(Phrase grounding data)
○ ○ ○ ○

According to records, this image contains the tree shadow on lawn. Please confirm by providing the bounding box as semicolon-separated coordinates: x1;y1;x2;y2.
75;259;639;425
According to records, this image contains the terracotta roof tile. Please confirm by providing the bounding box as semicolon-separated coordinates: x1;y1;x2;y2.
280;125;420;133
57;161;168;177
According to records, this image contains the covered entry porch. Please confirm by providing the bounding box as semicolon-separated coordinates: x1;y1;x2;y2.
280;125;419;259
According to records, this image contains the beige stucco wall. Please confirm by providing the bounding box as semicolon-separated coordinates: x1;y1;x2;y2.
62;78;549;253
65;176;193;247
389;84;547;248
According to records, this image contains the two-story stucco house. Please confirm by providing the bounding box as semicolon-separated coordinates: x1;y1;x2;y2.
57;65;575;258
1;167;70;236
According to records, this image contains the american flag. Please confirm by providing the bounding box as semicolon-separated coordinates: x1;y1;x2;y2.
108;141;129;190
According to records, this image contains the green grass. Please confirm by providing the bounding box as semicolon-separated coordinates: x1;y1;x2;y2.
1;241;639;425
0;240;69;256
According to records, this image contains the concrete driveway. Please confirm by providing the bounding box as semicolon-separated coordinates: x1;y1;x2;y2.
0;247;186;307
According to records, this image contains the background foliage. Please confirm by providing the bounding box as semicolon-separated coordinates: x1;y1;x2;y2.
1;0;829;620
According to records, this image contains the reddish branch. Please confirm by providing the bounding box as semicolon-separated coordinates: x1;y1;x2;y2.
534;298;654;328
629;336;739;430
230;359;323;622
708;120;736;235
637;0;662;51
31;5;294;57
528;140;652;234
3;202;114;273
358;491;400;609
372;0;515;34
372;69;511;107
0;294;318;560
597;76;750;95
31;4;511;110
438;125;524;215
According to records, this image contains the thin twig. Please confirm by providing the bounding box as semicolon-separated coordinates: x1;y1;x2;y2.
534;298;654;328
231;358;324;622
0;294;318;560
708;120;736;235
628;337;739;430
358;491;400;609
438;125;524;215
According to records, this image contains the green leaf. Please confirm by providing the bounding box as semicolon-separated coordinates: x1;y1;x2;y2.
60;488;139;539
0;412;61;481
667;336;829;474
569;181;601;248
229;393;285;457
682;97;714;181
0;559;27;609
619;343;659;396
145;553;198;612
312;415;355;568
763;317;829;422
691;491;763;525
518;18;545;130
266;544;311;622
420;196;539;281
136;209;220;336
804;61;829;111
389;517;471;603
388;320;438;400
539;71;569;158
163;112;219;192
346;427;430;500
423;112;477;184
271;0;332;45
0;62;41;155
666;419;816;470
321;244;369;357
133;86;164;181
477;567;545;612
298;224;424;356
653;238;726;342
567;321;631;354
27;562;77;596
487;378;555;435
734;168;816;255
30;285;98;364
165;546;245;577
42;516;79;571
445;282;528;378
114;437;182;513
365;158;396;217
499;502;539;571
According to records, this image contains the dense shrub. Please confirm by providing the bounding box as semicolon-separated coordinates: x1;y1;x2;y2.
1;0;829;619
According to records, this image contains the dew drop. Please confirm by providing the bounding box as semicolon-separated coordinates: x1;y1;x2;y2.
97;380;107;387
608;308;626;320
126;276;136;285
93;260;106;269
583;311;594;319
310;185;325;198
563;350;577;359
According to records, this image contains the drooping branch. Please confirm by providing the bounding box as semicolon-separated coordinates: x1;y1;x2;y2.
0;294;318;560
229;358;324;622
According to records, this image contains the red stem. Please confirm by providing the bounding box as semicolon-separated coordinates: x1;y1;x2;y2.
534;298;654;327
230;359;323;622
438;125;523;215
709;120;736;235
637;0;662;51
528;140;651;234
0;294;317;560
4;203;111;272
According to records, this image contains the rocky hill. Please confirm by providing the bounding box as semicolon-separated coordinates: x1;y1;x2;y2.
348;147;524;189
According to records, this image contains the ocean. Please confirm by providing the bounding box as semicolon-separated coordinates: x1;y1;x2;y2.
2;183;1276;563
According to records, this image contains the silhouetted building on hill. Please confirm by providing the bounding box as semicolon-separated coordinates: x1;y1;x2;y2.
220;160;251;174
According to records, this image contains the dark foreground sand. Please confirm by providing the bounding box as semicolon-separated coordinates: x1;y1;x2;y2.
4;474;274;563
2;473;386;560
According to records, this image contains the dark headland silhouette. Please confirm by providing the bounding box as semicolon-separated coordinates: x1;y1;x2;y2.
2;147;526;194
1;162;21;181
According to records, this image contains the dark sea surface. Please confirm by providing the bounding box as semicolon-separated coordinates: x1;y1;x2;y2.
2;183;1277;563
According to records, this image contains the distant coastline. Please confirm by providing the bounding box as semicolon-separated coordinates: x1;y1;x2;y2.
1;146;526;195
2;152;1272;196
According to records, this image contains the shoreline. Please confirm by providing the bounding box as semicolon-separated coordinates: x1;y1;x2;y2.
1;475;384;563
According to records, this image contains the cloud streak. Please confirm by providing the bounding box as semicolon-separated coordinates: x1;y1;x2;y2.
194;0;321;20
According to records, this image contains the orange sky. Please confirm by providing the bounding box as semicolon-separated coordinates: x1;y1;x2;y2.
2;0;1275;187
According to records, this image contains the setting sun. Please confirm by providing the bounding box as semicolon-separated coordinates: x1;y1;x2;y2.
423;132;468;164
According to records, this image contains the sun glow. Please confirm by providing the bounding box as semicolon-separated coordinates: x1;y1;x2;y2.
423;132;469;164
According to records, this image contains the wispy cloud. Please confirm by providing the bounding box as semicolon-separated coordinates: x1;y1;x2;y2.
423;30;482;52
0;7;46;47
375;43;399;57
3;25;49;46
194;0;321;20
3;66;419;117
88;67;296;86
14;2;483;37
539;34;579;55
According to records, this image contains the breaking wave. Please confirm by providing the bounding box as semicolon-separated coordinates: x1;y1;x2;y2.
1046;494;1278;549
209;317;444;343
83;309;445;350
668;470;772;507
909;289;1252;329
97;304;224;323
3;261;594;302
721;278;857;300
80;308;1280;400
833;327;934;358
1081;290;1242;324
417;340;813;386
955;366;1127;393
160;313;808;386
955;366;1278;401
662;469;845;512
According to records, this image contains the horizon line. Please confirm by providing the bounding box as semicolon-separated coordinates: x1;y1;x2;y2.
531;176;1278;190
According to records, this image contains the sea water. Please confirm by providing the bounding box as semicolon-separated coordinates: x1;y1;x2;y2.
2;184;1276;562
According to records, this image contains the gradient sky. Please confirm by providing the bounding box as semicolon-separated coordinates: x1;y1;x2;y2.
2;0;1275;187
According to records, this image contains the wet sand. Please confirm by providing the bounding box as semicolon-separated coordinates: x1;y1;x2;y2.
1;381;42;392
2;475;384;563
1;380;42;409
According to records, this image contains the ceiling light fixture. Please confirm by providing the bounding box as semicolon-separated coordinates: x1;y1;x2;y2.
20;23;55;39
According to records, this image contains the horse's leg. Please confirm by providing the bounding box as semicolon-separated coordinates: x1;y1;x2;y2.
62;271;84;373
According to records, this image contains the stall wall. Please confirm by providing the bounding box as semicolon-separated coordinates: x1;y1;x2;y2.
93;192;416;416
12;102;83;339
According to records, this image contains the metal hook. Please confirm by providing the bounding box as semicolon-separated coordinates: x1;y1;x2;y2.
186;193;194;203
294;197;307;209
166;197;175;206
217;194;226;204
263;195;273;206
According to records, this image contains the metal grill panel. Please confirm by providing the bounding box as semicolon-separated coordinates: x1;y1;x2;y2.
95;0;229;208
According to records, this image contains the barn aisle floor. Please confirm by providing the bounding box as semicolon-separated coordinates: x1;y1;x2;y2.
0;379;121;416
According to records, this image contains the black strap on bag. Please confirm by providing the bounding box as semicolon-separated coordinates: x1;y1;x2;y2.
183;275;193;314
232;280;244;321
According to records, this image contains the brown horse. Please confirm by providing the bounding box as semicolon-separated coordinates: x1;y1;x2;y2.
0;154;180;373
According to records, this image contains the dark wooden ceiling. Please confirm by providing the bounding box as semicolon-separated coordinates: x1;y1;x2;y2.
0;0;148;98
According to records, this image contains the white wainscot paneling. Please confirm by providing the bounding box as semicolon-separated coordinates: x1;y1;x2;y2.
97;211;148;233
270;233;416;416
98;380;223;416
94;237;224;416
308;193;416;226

○ ○ ○ ○

Problem statement -> All lines from the one containing "According to records, this image contains the ceiling" to the end of the records are to be duplicated exactly, and no other lines are to be given.

Task response ->
According to records, this image contains the ceiling light fixture. Please confirm by providing the bounding box as semicolon-separated coordinates: x1;y1;x2;y2.
20;23;55;39
According to records, this image contains the horse's leg. Please confirm by providing the bounding box as semicolon-separated coordinates: x1;y1;x2;y2.
62;271;84;373
According to records, this image contains the stall wall. Please confirm by providing the bounding box as semicolon-separated coordinates: x1;y1;x2;y2.
93;192;416;416
12;102;83;339
According to records, this image contains the metal hook. Please confirm by providing the bounding box as semicolon-separated coordinates: x1;y1;x2;y2.
186;193;194;203
294;197;307;209
166;197;175;206
217;194;226;204
263;195;273;206
According to records, this image contains the metal grill panel. Please confirm by providing the bounding box as semicolon-separated coordinates: x1;y1;x2;y2.
95;0;229;208
According to records, this image contains the barn aisle floor. Please confirm by providing the bounding box as semicolon-separated coordinates: x1;y1;x2;y2.
0;379;121;416
According to records, this image contains the black strap on bag. Please confirm by providing the bounding box as semicolon-separated coordinates: x1;y1;x2;y2.
183;275;193;314
232;280;244;321
According to records, this image contains the brown horse. Please confirm by providing the bounding box as semicolon-separated coordinates: x1;y1;x2;y2.
0;154;180;373
According to records, this image contains the dark wooden ceiling. Please confirm by providing the bounding box as semicolon-separated coordinates: x1;y1;x2;y2.
0;0;148;98
According to records, this image contains the white wainscot paneling. Please confirm by providing the bounding box as semicolon-separated coordinates: x1;y1;x2;y2.
97;211;148;233
270;233;416;416
98;380;223;416
94;237;224;416
308;193;416;226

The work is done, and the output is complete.